*Ejercicio escrito 1*
Cuenta las filas de los datos en las que aparece la palabra "photo". Responde solo con el número.

Un día puso canciones de José Luis Rodriguez “El puma”, aquel cantante venezolano que se dijo vivió aquí en nuestra capital y que fue el principal accionista de la línea de ferrocarriles Chiapas-Mayab. Por el éter transitaron las notas y letras de “Agarrénse de las manos”, éxito de los años ochenta que es un canto a la amistad y la solidaridad, y recordé el cumpleaños de un queridísimo amigo en el centro turístico Tulipanes, aquel inolvidable espacio para espectáculos de toda índole pues es donde se presentaron los más importantes espectáculos de orquestas y bailarines de la más grande isla del Caribe.
Otro día puso a Franco, y aquella canción de 1986 o 1987 Toda la Vida.
Otro día fluyó el romanticismo: dejó que el lector láser reprodujera a Guadalupe Pineda y esa canción que dice “Cómo fue, no sé decirte cómo fue, no sé explicarme que pasó…”. Entonces recordé que esa canción exaltaba al amigo Pablo, y le recuerdo porque siempre manifestaba su admiración por la delicadeza física y artística de la Sra. Pineda. Fue en el Otoño Cultural del año 1986 cuando esta bella intérprete se presentó y obtuvo un rotundo éxito en el Peón Contreras.
Así es la memoria: tiende puentes y relaciona hechos con personas.
Estando en el tema, recuerdo los años finales de los setentas y principios de los ochentas.
Jorge Ché, vecino del pueblo, tenía un equipo de sonido, un tocadiscos, un amplificador y dos bocinas tipo trompeta para perifoneo.

*Sección de datos*
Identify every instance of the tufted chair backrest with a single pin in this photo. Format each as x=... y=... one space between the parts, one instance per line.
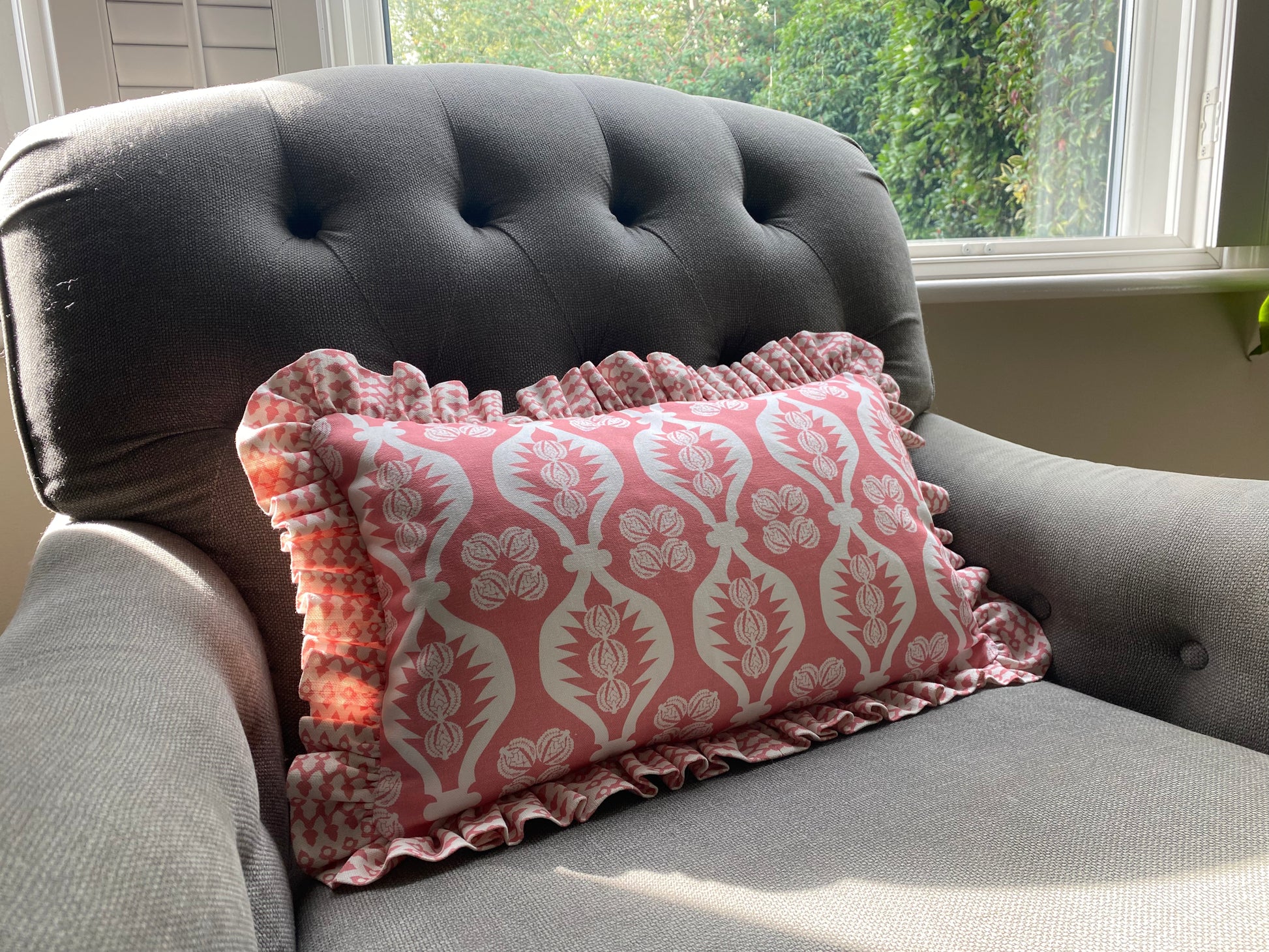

...

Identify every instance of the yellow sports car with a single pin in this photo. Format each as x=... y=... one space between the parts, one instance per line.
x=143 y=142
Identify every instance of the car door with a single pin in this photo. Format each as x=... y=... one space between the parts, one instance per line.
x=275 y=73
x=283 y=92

*Ejercicio escrito 2*
Determina si cada afirmación concuerda con el texto proporcionado. Responde sí o no y cita literalmente las palabras del texto que lo deciden. (a) Guadalupe Pineda se presentó en el Peón Contreras durante el Otoño Cultural de 1986. (b) Jorge Ché tenía tres bocinas tipo trompeta para perifoneo. (c) «Agarrénse de las manos» fue un éxito de los años setenta.

*Resultado correcto 1*
3

*Resultado correcto 2*
(a) Sí: «Fue en el Otoño Cultural del año 1986 cuando esta bella intérprete se presentó y obtuvo un rotundo éxito en el Peón Contreras».
(b) No: «dos bocinas tipo trompeta para perifoneo».
(c) No: «éxito de los años ochenta».